* **Given instruction**:
Your task is to extract the lines from the one holding "point: the suede" through the end of the material. Set them down exactly and add nothing.
***** Recorded data *****
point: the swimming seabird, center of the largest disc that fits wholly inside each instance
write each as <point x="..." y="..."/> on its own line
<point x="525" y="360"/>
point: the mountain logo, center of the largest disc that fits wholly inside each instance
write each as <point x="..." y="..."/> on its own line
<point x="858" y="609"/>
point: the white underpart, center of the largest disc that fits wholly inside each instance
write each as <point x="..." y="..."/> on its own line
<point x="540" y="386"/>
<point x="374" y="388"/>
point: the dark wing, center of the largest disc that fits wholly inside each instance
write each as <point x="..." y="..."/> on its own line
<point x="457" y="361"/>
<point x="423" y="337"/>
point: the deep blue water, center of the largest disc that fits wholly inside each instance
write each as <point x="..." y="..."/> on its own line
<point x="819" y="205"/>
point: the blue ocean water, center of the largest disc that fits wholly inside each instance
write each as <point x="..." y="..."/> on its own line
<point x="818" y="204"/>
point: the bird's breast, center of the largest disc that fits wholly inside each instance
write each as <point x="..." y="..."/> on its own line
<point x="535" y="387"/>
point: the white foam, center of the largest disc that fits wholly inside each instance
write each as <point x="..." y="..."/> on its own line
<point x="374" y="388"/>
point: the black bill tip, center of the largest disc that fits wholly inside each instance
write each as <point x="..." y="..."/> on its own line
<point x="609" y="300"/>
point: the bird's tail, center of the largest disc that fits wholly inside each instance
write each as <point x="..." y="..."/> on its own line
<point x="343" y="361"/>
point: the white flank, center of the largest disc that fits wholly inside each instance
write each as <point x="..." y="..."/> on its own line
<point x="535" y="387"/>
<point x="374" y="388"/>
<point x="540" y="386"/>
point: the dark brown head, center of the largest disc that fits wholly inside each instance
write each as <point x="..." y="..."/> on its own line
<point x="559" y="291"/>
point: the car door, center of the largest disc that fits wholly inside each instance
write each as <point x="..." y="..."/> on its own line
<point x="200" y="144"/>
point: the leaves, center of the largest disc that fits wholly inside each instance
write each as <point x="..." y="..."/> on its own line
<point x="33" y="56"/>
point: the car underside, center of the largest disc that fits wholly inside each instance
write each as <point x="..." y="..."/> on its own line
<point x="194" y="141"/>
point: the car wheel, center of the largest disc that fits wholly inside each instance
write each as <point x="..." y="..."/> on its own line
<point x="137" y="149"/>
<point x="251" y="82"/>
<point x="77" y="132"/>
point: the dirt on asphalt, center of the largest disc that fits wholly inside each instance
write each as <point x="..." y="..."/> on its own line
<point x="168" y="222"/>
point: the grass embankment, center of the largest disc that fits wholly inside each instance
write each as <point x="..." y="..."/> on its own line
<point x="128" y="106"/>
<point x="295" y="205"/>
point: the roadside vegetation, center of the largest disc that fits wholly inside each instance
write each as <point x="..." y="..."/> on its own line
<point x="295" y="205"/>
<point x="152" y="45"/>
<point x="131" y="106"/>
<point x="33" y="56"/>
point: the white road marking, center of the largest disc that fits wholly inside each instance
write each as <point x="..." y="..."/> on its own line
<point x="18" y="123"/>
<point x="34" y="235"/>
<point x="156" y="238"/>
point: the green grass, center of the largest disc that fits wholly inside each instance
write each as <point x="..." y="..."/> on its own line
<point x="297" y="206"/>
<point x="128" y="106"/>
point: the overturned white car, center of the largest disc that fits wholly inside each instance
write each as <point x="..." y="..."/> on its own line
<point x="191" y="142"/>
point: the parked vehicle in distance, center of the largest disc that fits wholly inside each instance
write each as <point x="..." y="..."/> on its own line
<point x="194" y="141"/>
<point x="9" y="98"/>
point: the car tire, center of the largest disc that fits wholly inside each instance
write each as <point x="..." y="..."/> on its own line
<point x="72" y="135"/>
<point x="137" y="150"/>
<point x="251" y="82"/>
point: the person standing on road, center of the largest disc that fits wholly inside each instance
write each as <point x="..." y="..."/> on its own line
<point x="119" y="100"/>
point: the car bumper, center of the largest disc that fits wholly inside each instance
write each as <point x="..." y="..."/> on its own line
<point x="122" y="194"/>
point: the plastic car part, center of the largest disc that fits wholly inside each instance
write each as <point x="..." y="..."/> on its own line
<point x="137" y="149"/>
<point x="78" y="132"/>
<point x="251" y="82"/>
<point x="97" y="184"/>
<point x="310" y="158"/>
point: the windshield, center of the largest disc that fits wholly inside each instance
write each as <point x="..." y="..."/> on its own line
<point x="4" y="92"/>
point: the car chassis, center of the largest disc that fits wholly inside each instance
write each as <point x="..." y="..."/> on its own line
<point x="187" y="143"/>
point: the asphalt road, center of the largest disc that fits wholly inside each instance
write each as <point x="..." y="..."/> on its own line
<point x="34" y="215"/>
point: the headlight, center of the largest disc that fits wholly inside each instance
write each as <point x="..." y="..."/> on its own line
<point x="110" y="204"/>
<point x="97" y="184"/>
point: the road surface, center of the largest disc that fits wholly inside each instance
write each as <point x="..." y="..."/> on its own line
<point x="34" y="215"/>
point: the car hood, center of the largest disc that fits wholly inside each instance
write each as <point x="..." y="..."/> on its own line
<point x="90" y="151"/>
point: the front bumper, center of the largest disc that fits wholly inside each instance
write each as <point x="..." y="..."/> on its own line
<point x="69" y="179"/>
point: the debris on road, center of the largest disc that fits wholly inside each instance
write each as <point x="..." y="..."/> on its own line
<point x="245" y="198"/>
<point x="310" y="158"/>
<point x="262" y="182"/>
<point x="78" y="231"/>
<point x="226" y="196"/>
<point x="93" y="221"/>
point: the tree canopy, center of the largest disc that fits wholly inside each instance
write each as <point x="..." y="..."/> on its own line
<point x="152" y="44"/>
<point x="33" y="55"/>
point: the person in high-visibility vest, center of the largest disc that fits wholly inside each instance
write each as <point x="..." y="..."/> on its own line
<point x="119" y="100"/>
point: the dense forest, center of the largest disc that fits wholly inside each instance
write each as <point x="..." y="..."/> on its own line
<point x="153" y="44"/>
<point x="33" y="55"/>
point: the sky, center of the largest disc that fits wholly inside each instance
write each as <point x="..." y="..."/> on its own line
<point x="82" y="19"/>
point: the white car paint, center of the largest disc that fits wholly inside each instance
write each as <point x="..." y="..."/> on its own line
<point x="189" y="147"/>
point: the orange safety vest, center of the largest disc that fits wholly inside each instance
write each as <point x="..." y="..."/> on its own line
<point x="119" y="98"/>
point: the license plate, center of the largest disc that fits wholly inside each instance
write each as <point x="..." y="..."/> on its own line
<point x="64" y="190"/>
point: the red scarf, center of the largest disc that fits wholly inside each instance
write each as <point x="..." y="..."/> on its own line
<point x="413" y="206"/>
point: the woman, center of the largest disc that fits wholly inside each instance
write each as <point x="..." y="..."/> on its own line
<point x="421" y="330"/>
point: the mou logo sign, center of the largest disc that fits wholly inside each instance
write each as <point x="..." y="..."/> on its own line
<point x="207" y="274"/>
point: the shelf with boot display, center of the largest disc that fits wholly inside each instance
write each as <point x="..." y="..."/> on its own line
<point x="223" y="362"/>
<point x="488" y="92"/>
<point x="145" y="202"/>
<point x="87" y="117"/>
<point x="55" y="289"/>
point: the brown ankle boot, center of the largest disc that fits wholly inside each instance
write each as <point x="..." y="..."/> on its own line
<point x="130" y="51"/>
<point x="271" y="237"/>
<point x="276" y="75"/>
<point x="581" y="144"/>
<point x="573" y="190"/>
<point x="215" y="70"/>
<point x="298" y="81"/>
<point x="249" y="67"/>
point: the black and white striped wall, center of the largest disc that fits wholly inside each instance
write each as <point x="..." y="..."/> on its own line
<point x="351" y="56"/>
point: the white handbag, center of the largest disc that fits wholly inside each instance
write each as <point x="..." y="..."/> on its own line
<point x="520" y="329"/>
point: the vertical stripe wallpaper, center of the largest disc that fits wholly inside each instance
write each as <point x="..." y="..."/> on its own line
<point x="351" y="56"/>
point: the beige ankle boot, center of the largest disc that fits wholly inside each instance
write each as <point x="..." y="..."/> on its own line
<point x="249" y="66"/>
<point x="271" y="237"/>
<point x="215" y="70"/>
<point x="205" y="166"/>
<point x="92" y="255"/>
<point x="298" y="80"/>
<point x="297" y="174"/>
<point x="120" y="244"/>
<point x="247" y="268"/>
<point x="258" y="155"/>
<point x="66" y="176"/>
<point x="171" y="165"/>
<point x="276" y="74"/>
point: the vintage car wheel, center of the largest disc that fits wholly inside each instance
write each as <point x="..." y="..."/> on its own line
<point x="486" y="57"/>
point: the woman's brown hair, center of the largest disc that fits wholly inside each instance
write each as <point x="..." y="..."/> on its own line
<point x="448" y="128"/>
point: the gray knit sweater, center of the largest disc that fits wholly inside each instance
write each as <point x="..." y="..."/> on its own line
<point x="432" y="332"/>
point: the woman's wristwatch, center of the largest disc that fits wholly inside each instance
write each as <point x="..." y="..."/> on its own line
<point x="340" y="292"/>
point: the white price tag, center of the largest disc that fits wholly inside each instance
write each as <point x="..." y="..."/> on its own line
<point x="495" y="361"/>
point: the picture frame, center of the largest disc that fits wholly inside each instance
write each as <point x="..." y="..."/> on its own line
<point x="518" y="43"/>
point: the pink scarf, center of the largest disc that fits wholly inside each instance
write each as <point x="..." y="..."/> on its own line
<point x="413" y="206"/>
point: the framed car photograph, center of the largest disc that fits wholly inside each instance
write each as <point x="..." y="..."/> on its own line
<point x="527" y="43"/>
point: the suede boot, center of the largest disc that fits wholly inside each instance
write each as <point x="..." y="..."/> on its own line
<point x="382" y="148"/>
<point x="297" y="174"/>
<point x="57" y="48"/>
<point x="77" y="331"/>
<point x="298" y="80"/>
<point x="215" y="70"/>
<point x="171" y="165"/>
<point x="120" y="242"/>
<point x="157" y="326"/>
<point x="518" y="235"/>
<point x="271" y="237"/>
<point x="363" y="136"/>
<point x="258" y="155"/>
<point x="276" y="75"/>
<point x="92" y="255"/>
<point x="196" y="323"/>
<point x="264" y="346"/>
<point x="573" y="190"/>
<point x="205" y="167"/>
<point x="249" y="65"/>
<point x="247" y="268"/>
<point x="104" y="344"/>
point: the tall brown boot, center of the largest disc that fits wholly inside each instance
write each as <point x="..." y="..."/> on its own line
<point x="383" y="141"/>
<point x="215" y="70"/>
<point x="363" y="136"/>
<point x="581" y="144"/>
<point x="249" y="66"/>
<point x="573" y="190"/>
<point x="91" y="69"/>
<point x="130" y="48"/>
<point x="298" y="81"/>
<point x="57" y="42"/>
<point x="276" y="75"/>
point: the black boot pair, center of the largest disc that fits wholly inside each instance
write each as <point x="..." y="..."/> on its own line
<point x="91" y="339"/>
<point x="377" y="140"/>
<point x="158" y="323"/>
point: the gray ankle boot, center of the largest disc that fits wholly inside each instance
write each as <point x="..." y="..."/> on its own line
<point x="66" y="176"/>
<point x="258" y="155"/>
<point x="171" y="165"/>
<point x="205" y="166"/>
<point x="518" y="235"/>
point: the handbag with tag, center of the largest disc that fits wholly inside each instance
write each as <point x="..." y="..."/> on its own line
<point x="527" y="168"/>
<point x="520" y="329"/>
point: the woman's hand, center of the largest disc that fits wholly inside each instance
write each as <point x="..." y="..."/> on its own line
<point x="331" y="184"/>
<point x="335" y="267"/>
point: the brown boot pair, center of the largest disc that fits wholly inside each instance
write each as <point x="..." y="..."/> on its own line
*****
* **Task solution**:
point: the suede boot, center of the largest disc that fits wholly inside each instance
write each as <point x="..." y="..."/> on its own line
<point x="382" y="148"/>
<point x="297" y="174"/>
<point x="57" y="48"/>
<point x="77" y="331"/>
<point x="298" y="80"/>
<point x="215" y="70"/>
<point x="171" y="165"/>
<point x="120" y="242"/>
<point x="157" y="326"/>
<point x="518" y="235"/>
<point x="271" y="237"/>
<point x="363" y="136"/>
<point x="258" y="155"/>
<point x="276" y="75"/>
<point x="92" y="255"/>
<point x="196" y="323"/>
<point x="264" y="346"/>
<point x="573" y="190"/>
<point x="205" y="167"/>
<point x="249" y="65"/>
<point x="247" y="268"/>
<point x="104" y="344"/>
point: the tall brown boot, center of the largest disc that fits wholly inside each instance
write each as <point x="..." y="..."/> on its own line
<point x="383" y="141"/>
<point x="215" y="70"/>
<point x="363" y="136"/>
<point x="581" y="144"/>
<point x="249" y="66"/>
<point x="573" y="190"/>
<point x="91" y="69"/>
<point x="130" y="48"/>
<point x="298" y="81"/>
<point x="57" y="42"/>
<point x="276" y="75"/>
point: the black boot pair, center of the largest disc that fits wholly inside each instance
write each as <point x="..." y="..."/> on its own line
<point x="91" y="339"/>
<point x="377" y="140"/>
<point x="158" y="323"/>
point: the gray ankle boot, center of the largest disc that fits wholly inside each instance
write each as <point x="..." y="..."/> on its own line
<point x="66" y="176"/>
<point x="258" y="155"/>
<point x="171" y="165"/>
<point x="205" y="166"/>
<point x="518" y="235"/>
point: the handbag with tag, center of the largest disc that fits wholly inside each instance
write each as <point x="..." y="..."/> on its own line
<point x="527" y="168"/>
<point x="520" y="329"/>
point: the woman's hand, center of the largest disc that fits wholly inside each instance
write each as <point x="..." y="..."/> on its own line
<point x="331" y="184"/>
<point x="335" y="267"/>
point: the brown boot pair, center of the largest disc that fits wholly inside each instance
write each as <point x="..." y="..."/> on its own line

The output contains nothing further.